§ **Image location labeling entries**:
_ _ _

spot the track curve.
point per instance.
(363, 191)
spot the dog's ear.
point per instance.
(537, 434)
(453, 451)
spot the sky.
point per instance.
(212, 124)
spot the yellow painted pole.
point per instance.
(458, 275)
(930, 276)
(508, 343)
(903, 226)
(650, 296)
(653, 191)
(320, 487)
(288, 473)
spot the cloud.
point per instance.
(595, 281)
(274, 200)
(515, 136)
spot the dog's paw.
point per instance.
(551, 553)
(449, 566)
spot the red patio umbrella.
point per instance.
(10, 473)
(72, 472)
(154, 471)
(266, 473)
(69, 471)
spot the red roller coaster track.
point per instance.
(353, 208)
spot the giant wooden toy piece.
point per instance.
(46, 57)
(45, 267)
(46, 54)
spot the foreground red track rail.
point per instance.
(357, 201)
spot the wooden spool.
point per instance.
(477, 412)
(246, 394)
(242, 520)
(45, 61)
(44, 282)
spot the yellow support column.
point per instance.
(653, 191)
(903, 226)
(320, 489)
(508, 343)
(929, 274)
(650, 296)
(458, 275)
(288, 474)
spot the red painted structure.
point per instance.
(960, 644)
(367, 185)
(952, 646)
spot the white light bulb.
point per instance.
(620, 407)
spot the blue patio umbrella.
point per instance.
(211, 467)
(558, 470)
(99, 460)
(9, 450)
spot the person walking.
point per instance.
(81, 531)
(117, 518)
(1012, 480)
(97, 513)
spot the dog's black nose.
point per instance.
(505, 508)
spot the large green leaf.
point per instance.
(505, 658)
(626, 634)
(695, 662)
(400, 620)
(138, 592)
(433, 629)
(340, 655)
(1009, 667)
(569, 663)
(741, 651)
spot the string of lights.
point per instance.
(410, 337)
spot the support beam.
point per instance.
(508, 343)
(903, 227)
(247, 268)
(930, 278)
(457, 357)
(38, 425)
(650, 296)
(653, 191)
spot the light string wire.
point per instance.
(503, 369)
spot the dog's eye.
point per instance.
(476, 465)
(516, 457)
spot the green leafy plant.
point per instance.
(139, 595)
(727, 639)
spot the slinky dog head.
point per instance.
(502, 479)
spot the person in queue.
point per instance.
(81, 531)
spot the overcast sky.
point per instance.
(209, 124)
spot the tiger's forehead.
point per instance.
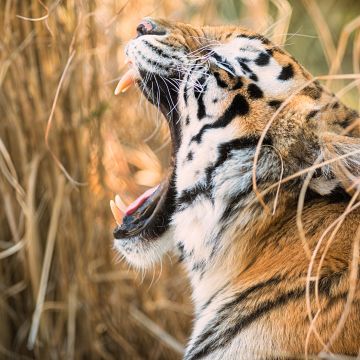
(249, 54)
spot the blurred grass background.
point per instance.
(67, 145)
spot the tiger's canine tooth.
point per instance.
(120, 204)
(126, 81)
(117, 213)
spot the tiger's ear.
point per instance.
(343, 152)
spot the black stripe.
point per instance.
(186, 93)
(224, 63)
(257, 37)
(238, 107)
(160, 52)
(225, 151)
(287, 72)
(212, 344)
(220, 82)
(263, 59)
(153, 63)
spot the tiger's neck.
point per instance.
(217, 206)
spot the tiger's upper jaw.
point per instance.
(218, 87)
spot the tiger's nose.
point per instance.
(150, 27)
(146, 27)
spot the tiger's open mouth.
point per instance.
(150, 214)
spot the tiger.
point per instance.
(260, 205)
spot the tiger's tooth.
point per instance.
(127, 80)
(120, 204)
(118, 215)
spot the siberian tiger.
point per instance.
(271, 246)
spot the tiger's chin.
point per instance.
(142, 234)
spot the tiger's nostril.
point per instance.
(145, 28)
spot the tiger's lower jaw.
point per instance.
(141, 253)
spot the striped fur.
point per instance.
(219, 87)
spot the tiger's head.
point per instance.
(218, 88)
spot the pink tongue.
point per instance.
(140, 200)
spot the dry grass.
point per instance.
(67, 145)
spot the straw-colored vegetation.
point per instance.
(67, 145)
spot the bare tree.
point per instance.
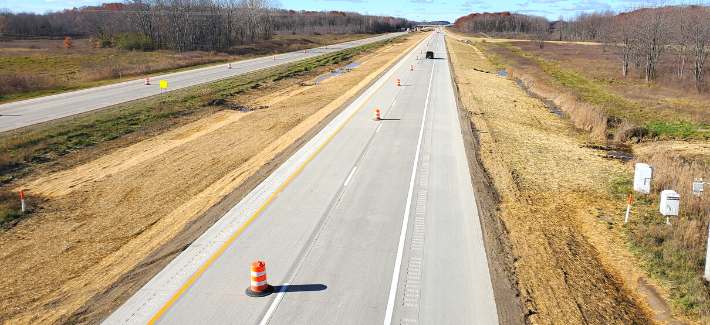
(540, 31)
(625, 38)
(654, 35)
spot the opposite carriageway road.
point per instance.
(42, 109)
(370, 222)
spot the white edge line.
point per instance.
(405, 222)
(347, 180)
(271, 310)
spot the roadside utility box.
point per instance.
(643, 173)
(670, 201)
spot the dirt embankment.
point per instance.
(98, 229)
(551, 191)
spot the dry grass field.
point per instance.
(30, 68)
(102, 216)
(664, 124)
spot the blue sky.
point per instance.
(411, 9)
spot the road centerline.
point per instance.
(403, 233)
(197, 274)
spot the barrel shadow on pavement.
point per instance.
(302, 287)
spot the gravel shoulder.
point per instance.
(104, 227)
(549, 191)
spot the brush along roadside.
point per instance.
(102, 228)
(674, 258)
(568, 267)
(32, 68)
(43, 143)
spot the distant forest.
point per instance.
(185, 25)
(639, 37)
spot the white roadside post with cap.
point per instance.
(698, 190)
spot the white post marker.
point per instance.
(22, 199)
(628, 208)
(698, 190)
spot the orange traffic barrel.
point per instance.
(259, 287)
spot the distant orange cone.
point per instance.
(259, 287)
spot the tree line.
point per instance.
(639, 37)
(185, 25)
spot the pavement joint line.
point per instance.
(231, 239)
(351, 173)
(410, 192)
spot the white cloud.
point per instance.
(588, 5)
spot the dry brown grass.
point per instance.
(62, 256)
(625, 131)
(23, 83)
(550, 189)
(673, 256)
(586, 117)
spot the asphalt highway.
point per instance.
(371, 222)
(42, 109)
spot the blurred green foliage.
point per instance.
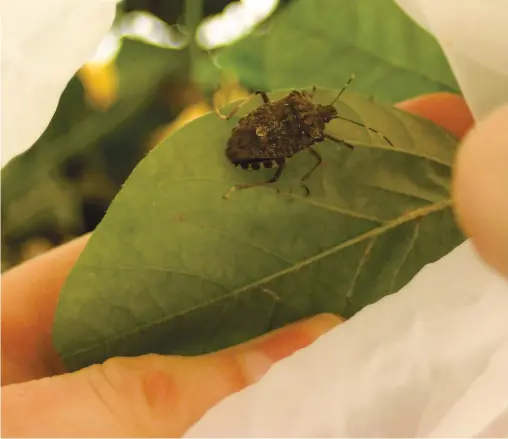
(63, 185)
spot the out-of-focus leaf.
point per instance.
(323, 41)
(174, 268)
(80, 132)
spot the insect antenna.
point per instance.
(350, 80)
(364, 126)
(352, 121)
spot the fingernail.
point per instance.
(264, 351)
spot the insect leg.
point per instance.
(334, 139)
(365, 126)
(240, 104)
(276, 176)
(307, 175)
(310, 95)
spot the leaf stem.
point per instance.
(193, 14)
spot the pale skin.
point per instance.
(164, 395)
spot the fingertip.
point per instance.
(480, 188)
(445, 109)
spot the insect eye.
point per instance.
(261, 131)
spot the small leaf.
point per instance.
(174, 268)
(323, 42)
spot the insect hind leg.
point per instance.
(275, 177)
(240, 104)
(319, 160)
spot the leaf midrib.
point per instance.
(413, 215)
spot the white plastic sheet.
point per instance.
(43, 43)
(430, 360)
(473, 35)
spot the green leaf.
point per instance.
(35, 196)
(175, 268)
(323, 41)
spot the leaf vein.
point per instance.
(361, 264)
(406, 254)
(415, 214)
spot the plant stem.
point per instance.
(193, 15)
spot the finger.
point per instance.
(29, 297)
(481, 188)
(445, 109)
(149, 396)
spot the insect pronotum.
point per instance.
(276, 130)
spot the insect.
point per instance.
(277, 130)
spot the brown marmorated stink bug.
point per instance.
(277, 130)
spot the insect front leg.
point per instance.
(340, 141)
(276, 176)
(240, 104)
(310, 95)
(319, 160)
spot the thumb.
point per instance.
(481, 188)
(148, 396)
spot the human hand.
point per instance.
(480, 181)
(146, 396)
(163, 396)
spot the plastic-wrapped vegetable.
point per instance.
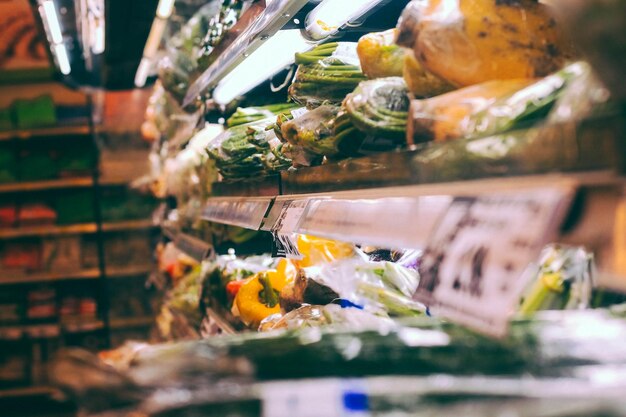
(565, 279)
(419, 81)
(379, 108)
(229, 14)
(314, 131)
(326, 74)
(248, 150)
(466, 42)
(379, 55)
(179, 63)
(254, 114)
(489, 108)
(180, 316)
(190, 174)
(598, 28)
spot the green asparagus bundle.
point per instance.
(246, 151)
(373, 118)
(525, 107)
(379, 108)
(254, 114)
(314, 131)
(326, 74)
(564, 281)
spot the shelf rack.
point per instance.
(32, 186)
(75, 229)
(49, 132)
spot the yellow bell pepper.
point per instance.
(258, 298)
(316, 250)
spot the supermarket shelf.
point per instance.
(81, 326)
(130, 225)
(131, 322)
(41, 391)
(265, 25)
(193, 247)
(80, 182)
(584, 146)
(48, 230)
(49, 277)
(220, 321)
(406, 216)
(46, 132)
(128, 271)
(75, 229)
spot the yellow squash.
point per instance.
(258, 298)
(444, 117)
(467, 42)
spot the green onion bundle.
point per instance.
(246, 152)
(326, 74)
(254, 114)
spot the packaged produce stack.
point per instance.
(292, 323)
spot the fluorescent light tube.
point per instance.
(62, 59)
(270, 58)
(165, 8)
(331, 15)
(142, 72)
(52, 19)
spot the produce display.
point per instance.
(419, 368)
(195, 40)
(473, 41)
(472, 89)
(326, 74)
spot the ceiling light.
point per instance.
(52, 19)
(62, 59)
(331, 15)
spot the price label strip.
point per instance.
(476, 264)
(193, 247)
(376, 222)
(288, 215)
(247, 213)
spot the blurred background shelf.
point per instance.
(41, 277)
(128, 271)
(130, 225)
(37, 391)
(79, 182)
(49, 132)
(130, 322)
(51, 230)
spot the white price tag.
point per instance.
(314, 398)
(376, 222)
(299, 112)
(193, 247)
(247, 213)
(474, 268)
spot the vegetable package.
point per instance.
(372, 119)
(248, 150)
(379, 55)
(326, 74)
(466, 42)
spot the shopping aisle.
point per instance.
(365, 208)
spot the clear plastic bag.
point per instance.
(469, 42)
(565, 279)
(326, 74)
(380, 57)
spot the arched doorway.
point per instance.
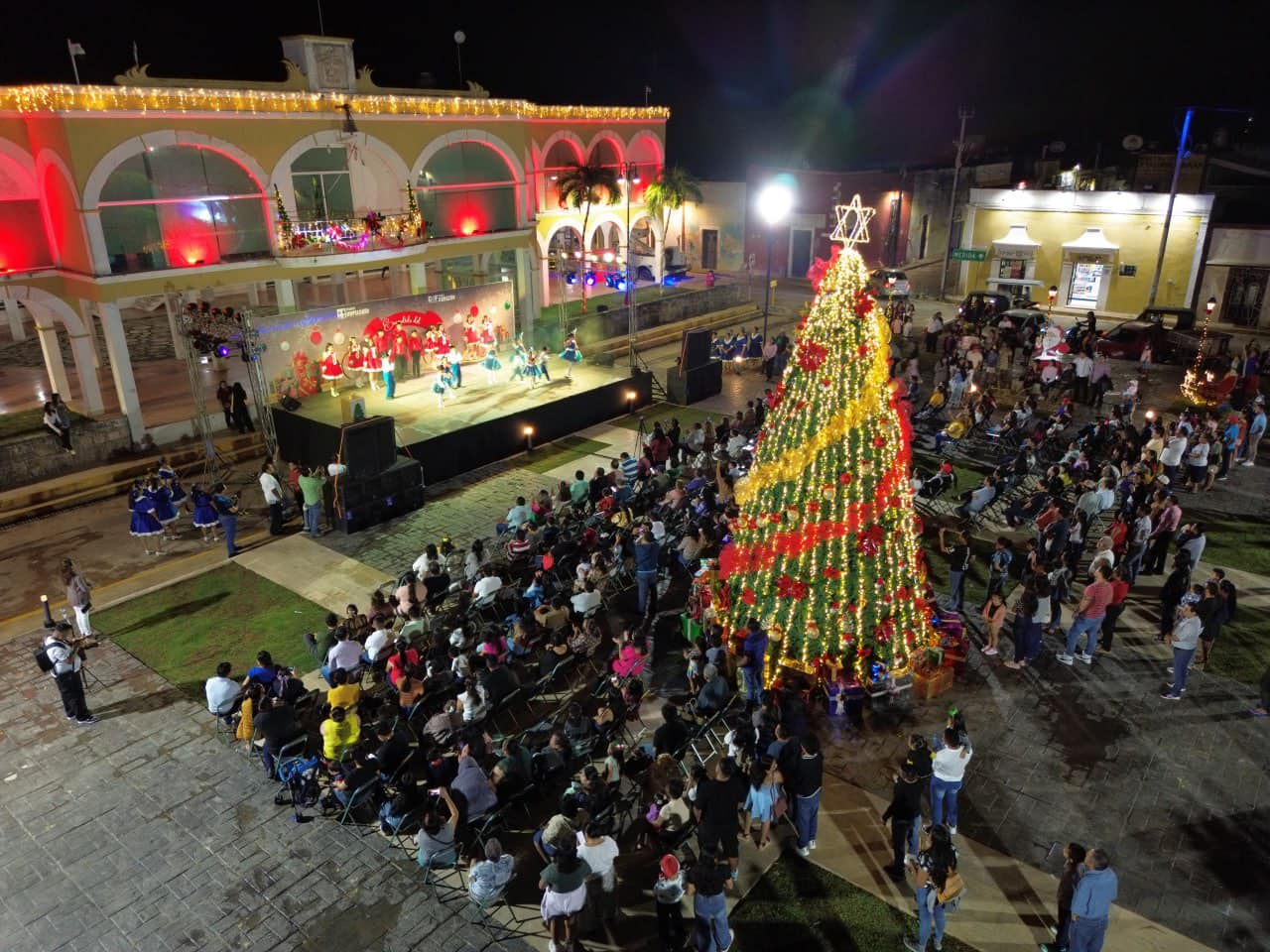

_ _ _

Please count the lines above that contain the string "patio", with case counting, and give only that number.

2